**Stated exercise:** Retype the whole listing verbatim and keep the pictures out of it.

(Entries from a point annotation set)
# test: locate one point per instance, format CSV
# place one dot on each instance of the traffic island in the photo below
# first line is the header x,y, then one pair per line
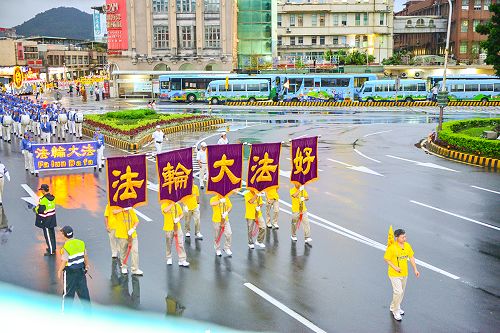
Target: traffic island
x,y
132,129
465,141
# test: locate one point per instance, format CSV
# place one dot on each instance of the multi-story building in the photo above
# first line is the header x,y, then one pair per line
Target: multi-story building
x,y
466,16
309,28
163,35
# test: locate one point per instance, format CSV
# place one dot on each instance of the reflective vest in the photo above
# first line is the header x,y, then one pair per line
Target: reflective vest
x,y
76,253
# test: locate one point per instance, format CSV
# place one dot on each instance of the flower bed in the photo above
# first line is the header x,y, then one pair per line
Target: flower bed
x,y
452,138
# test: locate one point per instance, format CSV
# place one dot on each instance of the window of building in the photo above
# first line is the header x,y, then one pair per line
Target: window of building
x,y
335,19
212,6
322,19
187,37
464,26
300,20
160,6
212,36
314,20
463,46
186,6
160,35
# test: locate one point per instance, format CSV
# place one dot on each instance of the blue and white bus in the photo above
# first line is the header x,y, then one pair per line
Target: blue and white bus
x,y
483,90
321,87
409,90
249,90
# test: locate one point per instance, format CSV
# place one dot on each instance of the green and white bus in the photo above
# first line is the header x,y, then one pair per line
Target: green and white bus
x,y
250,90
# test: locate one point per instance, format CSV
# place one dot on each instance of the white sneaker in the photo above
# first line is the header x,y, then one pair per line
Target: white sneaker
x,y
260,245
397,316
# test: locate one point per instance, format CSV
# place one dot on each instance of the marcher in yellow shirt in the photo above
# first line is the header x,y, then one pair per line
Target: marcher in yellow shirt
x,y
172,215
221,206
192,203
253,215
126,222
272,207
299,211
397,256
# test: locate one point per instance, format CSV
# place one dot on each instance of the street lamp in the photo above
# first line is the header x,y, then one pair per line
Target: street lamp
x,y
444,94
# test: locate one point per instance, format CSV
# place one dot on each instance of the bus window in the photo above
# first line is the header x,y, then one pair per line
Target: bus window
x,y
486,87
471,87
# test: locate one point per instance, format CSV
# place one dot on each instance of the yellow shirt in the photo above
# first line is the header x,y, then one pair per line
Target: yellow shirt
x,y
296,201
217,213
168,218
272,194
250,208
399,257
191,201
123,222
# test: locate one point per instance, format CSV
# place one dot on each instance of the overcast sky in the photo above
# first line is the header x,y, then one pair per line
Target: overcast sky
x,y
15,12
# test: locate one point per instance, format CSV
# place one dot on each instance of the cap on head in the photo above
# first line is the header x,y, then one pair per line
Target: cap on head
x,y
67,231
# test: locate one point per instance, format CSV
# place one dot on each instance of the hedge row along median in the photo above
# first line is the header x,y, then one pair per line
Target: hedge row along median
x,y
451,138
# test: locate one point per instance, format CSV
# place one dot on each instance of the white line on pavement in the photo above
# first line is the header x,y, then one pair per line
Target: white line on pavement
x,y
360,153
283,308
456,215
367,135
485,189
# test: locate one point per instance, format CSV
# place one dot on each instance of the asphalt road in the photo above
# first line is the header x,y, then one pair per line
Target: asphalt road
x,y
371,176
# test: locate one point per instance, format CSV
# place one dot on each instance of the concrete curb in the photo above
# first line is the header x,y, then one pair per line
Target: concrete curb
x,y
471,159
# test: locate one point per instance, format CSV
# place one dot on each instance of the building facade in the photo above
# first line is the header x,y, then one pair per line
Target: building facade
x,y
309,28
464,40
176,35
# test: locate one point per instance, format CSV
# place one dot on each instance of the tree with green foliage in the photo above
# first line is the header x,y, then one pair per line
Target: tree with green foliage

**Problem solution:**
# test: locate one point per instance, format CSV
# place one dot on each instance of the traffic island in the photo below
# first line is the header x,y, then one pair per line
Target: traffic island
x,y
132,129
465,141
# test: locate one point per instance, format CSV
# place one dot on each instance of the multi-story building in the photo above
# first line is the header x,y, then one pair per line
Target: multi-story building
x,y
466,16
309,28
163,35
# test: locate one point per instance, format CSV
# place one dot on each instance of the reflective vest in the photo above
# first line is the header x,y, then one pair per line
Target: reflective vest
x,y
76,253
# test: locate one point per instance, format CSV
# place one dot on each instance of the flower bed in the photo above
# first line is the header x,y, then one pair per line
Target: flower bed
x,y
452,138
# test: locate one point per instance, format CSV
# place one dot on each instance of the window of building in the photo above
# first line is the header x,y, then one pair per line
Target: window of building
x,y
335,19
212,6
322,19
187,37
464,26
300,20
160,6
212,36
314,20
463,46
186,6
160,35
# test: locate one point per instance, format CSV
# place one dot on each instance of the blue and white bus in the photo above
# first line is the header x,y, then one pair per line
Target: blue and white bus
x,y
483,90
321,87
409,90
249,90
# test: locate one point per instance, format CSV
# place one dot on each instance of the green and white bus in the photo above
# first line is the header x,y, then one pair per line
Target: green and white bus
x,y
250,90
# test: locate one point per instance, format CSV
# place one dot on each instance of the white sneaker in the photo above
# first line is the header x,y, then one pair per line
Target: white sneaker
x,y
260,245
397,316
# test: locate one point per instance, format CSV
# place one dot on each instance of the marcher in yellow shirt in the photo above
# first line is the header x,y, then one pair per line
Target: marcher in yellow shirt
x,y
172,215
221,206
192,203
253,215
126,222
272,207
299,211
397,256
# test: locate one point per instance, format CSV
# place one dot on each instance of the street lamp in the photo above
# first line is the header x,y, then one pair per line
Target: street lamp
x,y
444,94
# test: locate one point per instance, format CSV
# place one dot on each instance of the bus window in the photo above
# first line is the header x,y, then one pair per line
Target: bus window
x,y
486,87
471,87
# test: locate one point per instance, format CSV
# place one dot on each instance of the yellow shirt in the photo above
# first line is the header x,y, then one pair per line
Target: yellow shirt
x,y
296,201
217,213
168,218
272,194
250,208
399,257
191,201
123,222
# test: locate one point per instance, format CSV
# place one dot on each instance of the overcast sky in the photo above
# first line is the header x,y, then one pair per line
Target: overcast sky
x,y
15,12
# test: locate one point per instance, format CSV
# place one dot on each instance of the cap on head in the photo above
# first line is the header x,y, then one pair per line
Target: cap on head
x,y
67,231
# test: locate one point per instance, format CSV
# place one dot on each instance of the hedge row along median in the photo above
# first line is the header x,y, then one pair per line
Target: hedge row along median
x,y
451,138
# test: locate one point per instance, format CSV
# place one dot on each instance of the white line on pavement in the photo above
# first line is the header x,y, then one pair per line
Target: white line on pavement
x,y
360,153
283,308
456,215
367,135
485,189
# test: locate one point per instance, format CSV
# place one dot on each instance of the asphalt road in the photo above
# first line is the header x,y, then one pair per line
Target: asphalt road
x,y
371,176
# test: locate one point per instance, format CSV
# place one dot on each instance of the concrete curb in the photo above
# first line is the header x,y, then one pair per line
Target: concrete curb
x,y
471,159
# test: locate one point per instance, format CSV
# place one dot on each instance of the building facade in the photo above
# first line is the header x,y, then one pair per line
Target: building facade
x,y
309,28
464,40
176,35
# test: locate one point per instance, format CSV
# place one dot on each instance of the tree with green foliage in the photo above
# first line is the header x,y, then one pair per line
Target: tree with green foliage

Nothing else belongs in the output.